──────── INFORMATION SUPPLIED

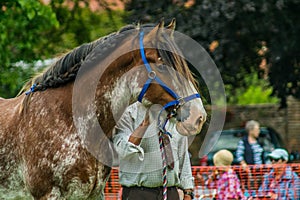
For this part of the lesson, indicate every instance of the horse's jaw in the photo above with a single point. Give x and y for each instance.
(193, 124)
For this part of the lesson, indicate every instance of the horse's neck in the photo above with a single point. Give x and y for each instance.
(120, 92)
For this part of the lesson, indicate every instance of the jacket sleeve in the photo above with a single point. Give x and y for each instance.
(186, 177)
(240, 151)
(122, 132)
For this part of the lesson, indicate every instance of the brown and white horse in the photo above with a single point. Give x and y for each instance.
(50, 151)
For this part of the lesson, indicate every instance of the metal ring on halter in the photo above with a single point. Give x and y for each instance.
(152, 75)
(181, 101)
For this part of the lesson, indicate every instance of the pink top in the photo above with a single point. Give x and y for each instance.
(228, 186)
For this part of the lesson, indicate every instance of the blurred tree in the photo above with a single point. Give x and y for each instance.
(234, 33)
(31, 30)
(23, 24)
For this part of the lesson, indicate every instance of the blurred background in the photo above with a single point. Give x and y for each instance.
(254, 43)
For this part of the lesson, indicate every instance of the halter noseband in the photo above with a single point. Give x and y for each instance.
(178, 102)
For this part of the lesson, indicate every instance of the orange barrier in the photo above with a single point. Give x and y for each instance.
(250, 178)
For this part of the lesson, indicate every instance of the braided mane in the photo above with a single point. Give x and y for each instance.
(66, 67)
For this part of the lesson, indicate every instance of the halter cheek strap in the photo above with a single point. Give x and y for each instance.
(179, 101)
(151, 74)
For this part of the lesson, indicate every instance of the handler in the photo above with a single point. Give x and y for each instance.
(137, 142)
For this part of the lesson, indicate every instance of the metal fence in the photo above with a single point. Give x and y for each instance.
(251, 179)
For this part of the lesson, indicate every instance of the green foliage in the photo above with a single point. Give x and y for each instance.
(31, 31)
(256, 91)
(240, 28)
(23, 24)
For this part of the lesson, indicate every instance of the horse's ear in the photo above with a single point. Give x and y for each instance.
(172, 25)
(156, 31)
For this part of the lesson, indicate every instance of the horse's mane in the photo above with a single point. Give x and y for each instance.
(65, 69)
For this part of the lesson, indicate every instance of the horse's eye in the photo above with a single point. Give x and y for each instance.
(161, 68)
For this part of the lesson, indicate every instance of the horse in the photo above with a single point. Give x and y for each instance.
(50, 151)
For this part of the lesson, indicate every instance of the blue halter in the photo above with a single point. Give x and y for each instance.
(178, 102)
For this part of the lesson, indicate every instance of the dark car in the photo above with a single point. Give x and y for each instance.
(229, 139)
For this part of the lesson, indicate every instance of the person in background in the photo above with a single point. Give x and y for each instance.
(225, 180)
(281, 183)
(136, 141)
(249, 150)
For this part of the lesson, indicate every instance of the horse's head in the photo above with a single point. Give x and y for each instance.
(165, 79)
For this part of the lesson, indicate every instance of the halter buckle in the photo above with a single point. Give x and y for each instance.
(152, 75)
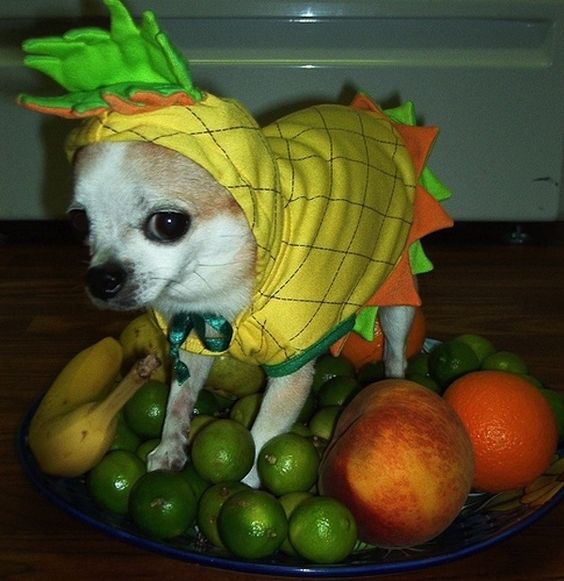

────────────────

List each line of the material above that contains the word "blurred". Case counts.

* **EXPECTED ANSWER**
For this part of the lesson, indicate every instance of the blurred tree in the photo above with a single point. Give x and y for each instance.
For this part of the lesson, indicate every instance of the blurred background in the photo above with a single point. Give x and y for each instance.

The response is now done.